Task to complete: Can you turn the records below into a Markdown table with the columns Row and Line, one numbered row per line, skipping blank lines and leaving out the pictures?
>> Start Supplied entries
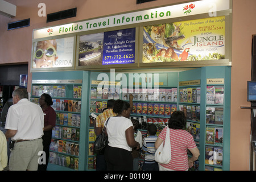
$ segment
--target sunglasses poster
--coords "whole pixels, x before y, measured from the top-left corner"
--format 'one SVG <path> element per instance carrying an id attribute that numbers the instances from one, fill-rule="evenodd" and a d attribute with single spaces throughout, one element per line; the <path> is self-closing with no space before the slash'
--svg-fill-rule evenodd
<path id="1" fill-rule="evenodd" d="M 225 59 L 225 16 L 143 28 L 142 63 Z"/>
<path id="2" fill-rule="evenodd" d="M 79 66 L 134 63 L 135 45 L 135 28 L 80 36 Z"/>
<path id="3" fill-rule="evenodd" d="M 74 37 L 35 42 L 32 68 L 72 67 Z"/>

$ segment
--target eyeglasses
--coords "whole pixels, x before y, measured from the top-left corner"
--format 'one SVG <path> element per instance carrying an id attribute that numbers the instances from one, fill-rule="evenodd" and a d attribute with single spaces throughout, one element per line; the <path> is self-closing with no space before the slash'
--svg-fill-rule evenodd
>> End Supplied entries
Written response:
| Row | Line |
|---|---|
| 1 | $ segment |
| 2 | --target sunglasses poster |
| 3 | --coords "whole pixels, x before y, measured from the top-left corner" |
| 4 | --format 'one SVG <path> element per instance carrying an id attribute that numbers the instances from one, fill-rule="evenodd" and a d attribute with single spaces throughout, one element per line; the <path> is self-closing with no space before the slash' |
| 5 | --svg-fill-rule evenodd |
| 6 | <path id="1" fill-rule="evenodd" d="M 225 59 L 225 16 L 143 28 L 142 63 Z"/> |
| 7 | <path id="2" fill-rule="evenodd" d="M 79 66 L 134 63 L 135 45 L 135 28 L 80 36 Z"/> |
| 8 | <path id="3" fill-rule="evenodd" d="M 74 37 L 35 42 L 32 68 L 72 67 Z"/> |
| 9 | $ segment |
| 10 | --target eyeglasses |
| 11 | --coords "whole pixels, x before y, measured from the top-left corner" |
| 12 | --format 'one SVG <path> element per instance carrying an id attribute that numbers the instances from one, fill-rule="evenodd" and a d attribute with single spaces throughout, one element per line; the <path> is self-closing with no space before the slash' |
| 13 | --svg-fill-rule evenodd |